* _Passage shown_:
*** Begin section ***

Few academic theories have caught on more widely in recent years than that of “implicit bias”—the notion that, buried in the American unconscious, prejudicial instincts lead us to favor whites over other races, especially blacks. These instincts, proponents claim, explain the disparities between racial groups that persist in educational outcomes, economic success, and crime rates. Advocates gauge these attitudes with the implicit association test (IAT), on which, they say, 90 percent to 95 percent of test-takers score as biased. But as Heather Mac Donald demonstrates in “Are We All Unconscious Racists?” the IAT—and, by extension, the implicit-bias theory—is so embedded in subjectivity that it tells us nothing of worth. That hasn’t stopped university hiring committees and, increasingly, private-sector HR departments from championing the concept, and it’s even making inroads in law enforcement, with its implication that bias—not crime rates—accounts for disproportionate police presence in black and Hispanic neighborhoods. Implicit bias, Mac Donald writes, “is agenda-driven social science,” a more palatable substitute for discussing uncomfortable (and empirically proven) realities. “The main obstacles to racial equality at present,” says Mac Donald, “lie not in implicit bias but in culture and behavior.”

New York City is facing another mayoral election, in which incumbent Bill de Blasio is expected to win a second term. In our symposium, “New York’s Mayoral Election—and After,” City Journal contributors weigh the mayor’s record and the city’s prospects in six areas—crime, quality of life, education, homelessness, housing, and traffic control—while also examining de Blasio’s potential national ambitions. The prevailing takeaway: while the de Blasio years haven’t proved to be the utter disaster that many feared (at least, not yet), the warning signs are mounting.

*** End section ***

* _Check your understanding_:
A. Reproduce the passage on implicit bias and the mayoral election, starting with "New York City" and going on through "signs are mounting.".
B. Go on with the passage on implicit bias and the New York mayoral election from the point where it stops.
The dataset entries are not involved in any of this.

[Dataset entries]
*** Begin section ***

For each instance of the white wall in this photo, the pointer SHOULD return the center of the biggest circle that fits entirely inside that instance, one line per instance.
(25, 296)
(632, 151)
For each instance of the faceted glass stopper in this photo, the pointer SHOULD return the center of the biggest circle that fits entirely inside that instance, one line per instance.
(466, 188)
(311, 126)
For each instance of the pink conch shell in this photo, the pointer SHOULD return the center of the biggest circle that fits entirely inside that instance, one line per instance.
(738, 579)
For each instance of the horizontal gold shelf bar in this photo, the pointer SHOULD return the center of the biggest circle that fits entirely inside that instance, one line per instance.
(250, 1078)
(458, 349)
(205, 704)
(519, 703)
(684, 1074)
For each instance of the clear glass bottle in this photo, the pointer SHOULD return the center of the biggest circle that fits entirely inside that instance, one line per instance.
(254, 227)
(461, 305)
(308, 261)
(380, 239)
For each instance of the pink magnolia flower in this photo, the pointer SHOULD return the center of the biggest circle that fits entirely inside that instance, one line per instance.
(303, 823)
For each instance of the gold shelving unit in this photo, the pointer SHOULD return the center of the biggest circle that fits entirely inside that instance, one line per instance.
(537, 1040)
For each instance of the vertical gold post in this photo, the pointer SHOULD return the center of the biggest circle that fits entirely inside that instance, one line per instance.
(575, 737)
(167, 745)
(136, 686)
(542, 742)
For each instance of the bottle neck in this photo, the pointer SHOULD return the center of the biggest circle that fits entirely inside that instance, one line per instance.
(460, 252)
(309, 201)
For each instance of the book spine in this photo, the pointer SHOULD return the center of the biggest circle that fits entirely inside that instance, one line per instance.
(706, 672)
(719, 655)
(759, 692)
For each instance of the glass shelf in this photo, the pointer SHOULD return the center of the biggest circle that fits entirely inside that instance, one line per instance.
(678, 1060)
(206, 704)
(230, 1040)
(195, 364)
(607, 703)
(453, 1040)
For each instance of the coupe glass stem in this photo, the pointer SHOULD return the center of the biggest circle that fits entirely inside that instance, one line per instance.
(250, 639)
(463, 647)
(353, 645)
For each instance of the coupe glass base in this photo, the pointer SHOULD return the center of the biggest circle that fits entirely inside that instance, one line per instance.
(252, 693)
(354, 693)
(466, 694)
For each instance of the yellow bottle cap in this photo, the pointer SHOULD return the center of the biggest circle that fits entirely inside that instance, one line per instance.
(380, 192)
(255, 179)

*** End section ***

* _Results of the tasks_:
A.
New York City is facing another mayoral election, in which incumbent Bill de Blasio is expected to win a second term. In our symposium, “New York’s Mayoral Election—and After,” City Journal contributors weigh the mayor’s record and the city’s prospects in six areas—crime, quality of life, education, homelessness, housing, and traffic control—while also examining de Blasio’s potential national ambitions. The prevailing takeaway: while the de Blasio years haven’t proved to be the utter disaster that many feared (at least, not yet), the warning signs are mounting.

B.
Even those with a skeptical view of New York’s future can take heart in how far the city has come since its fiscal crisis in the 1970s—but now another major American city might be headed for a meltdown. In “Chicago’s Debt Dereliction,” Nicole Gelinas lays bare the Windy City’s precarious finances, a fiscal hole that it has spent several decades digging, especially with regard to its unaffordable pensions for public employees. Worse, the city is now issuing more debt, this time under a complex bond structure loaded with risks—and is using the borrowed money to avoid reforming its disastrous finances.

In “Vigor in the Heartland,” Aaron M. Renn shows how some cities in what is disparagingly referred to as “flyover country”—Columbus, Indiana, and Oklahoma City are two striking examples—are taking advantage of affordable property, business-friendly climates, and pragmatic political leadership to build a thriving middle class.

Almost a year into Donald Trump’s presidency, where are the Republican and Democratic parties heading? Our autumn issue offers three takes on that question. In a dialogue, “Can the Parties Survive?” (New York Times contributing op-ed writer Thomas B. Edsall and Ethics and Public Policy Center senior fellow Henry Olsen take the pulse of the two parties—and see serious challenges on the horizon for both. While Olsen views the Republicans as the party currently in the stronger position—they hold, after all, the White House, Congress, and most governorships—he warns that the GOP has failed to capitalize on previous opportunities to build a lasting base among working- and middle-class Americans. “I’m not optimistic about the Democratic Party,” Edsall says flatly, describing a party torn between its elite, bicoastal leadership and donors and its expanding multiracial coalition—groups with increasingly irreconcilable expectations. Separately, Joshua Mitchell makes Edsall’s diagnosis more explicit—in “The Identity-Politics Death Grip,” he declares that the Democrats have abandoned Martin Luther King, Jr.’s redemptive vision in favor of the tribal, zero-sum politics of identity. The Democrats’ only hope, Mitchell maintains, is to reject identity politics “as the disaster that it has been—for them and for the country.”